Wat wordt gevraagd:
1 - Welke gewesten noemt de presentielijst van de resolutie over de matrozen van kapitein Juinbol? Geef ze allemaal.
2 - In welke stad weigerden de matrozen uit de resolutie over de matrozen van kapitein Juinbol scheep te gaan?
3 - Schrijf een vervolg op de resolutie over de matrozen van kapitein Juinbol, te beginnen na de laatste zin.

Leesfragment:
29/12/1626

 
English | Nederlands

29 - 12 - 1626

Presentielijst:

Gelderland:
Holland:
Zeeland:
Utrecht:
Friesland:
Overijssel:
Groningen:

Resoluties:

1 De matrozen van kapitein Juinbol hebben geweigerd in Rotterdam scheep te gaan. Zij klagen niet zozeer over de slechte betaling als wel over de slechte behandeling door hun kapitein. Nadat twee van de aanstichters in opdracht van de Admiraliteit door de provoost waren gearresteerd, zijn die door hun collega's ontzet.
Feith, Schagen en Lyclema zullen met de luitenant-admiraal van Holland de situatie ter plekke onderzoeken en in overleg met Z.Exc. over de zaak beslissen. Tevens moeten zij bedenken hoe herhaling van dit slechte voorbeeld voorkomen kan worden.

Geselecteerde items:

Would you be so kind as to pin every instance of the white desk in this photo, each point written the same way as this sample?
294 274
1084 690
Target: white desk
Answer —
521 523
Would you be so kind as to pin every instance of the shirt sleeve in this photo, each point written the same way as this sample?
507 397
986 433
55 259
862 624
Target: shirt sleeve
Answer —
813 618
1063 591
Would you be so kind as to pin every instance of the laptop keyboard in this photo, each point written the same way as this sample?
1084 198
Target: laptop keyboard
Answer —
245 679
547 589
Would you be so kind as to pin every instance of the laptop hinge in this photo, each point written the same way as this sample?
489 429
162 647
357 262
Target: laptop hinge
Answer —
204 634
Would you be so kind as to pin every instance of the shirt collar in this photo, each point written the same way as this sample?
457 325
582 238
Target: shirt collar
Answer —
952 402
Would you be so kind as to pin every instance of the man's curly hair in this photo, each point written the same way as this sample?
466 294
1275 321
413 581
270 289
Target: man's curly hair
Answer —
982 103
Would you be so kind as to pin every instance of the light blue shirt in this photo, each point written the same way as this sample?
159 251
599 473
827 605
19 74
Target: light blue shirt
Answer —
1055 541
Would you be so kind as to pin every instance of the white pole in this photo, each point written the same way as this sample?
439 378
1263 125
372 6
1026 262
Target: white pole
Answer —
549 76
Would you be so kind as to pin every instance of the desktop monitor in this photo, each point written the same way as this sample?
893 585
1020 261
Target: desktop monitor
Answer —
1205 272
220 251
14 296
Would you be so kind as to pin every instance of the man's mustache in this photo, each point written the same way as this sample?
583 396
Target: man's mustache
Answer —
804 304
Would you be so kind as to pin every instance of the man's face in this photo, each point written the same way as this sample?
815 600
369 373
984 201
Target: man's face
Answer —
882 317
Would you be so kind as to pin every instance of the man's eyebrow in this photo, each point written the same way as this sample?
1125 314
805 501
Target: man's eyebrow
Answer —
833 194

Antwoorden:
1 - Gelderland, Holland, Zeeland, Utrecht, Friesland, Overijssel en Groningen.

2 - In Rotterdam.

3 -
2 De Zeeuwse Admiraliteit schrijft d.d. Middelburg 21 dec. met de vraag wat zij moeten doen met twintig Spanjaarden die door de kapiteins ter vrije nering Pieter Janssen en Adriaen Claessen te Vlissingen zijn opgebracht.
HHM zullen antwoorden dat de Admiraliteit de Spanjaarden moet vasthouden in afwachting van de ratificatie van de akkoorden inzake de uitwisseling. Het College dient toe te zien op het traktement van de gevangenen en moet HHM van hun kwaliteit op de hoogte te stellen.

3 Voor Ivatus Crabbe, hofjonker van de Deense koning, zal de Admiraliteit te Dokkum worden geschreven twee geborduurde hengsels, twee geborduurde hoedbanden, een lap fluweel, een lap satijn en nog wat kleinigheden te restitueren. De goederen waren meegezonden in de bagage van de Deense ambassadeur en zijn niettegenstaande de door HHM op 26 sept. verleende vrije uitvoer door de Admiraliteit geconfisqueerd. Als de Admiraliteit voor deze handelwijze bijzondere redenen heeft gehad dient zij die te berichten.

4 Het stadsbestuur van Nijmegen verzoekt de inwoners van Moldijk levensbehoeften uit die stad te laten halen.
De RvS zal een lijst opstellen met benodigdheden die zij tegen betaling van Bosch' licent uit Nijmegen mogen halen.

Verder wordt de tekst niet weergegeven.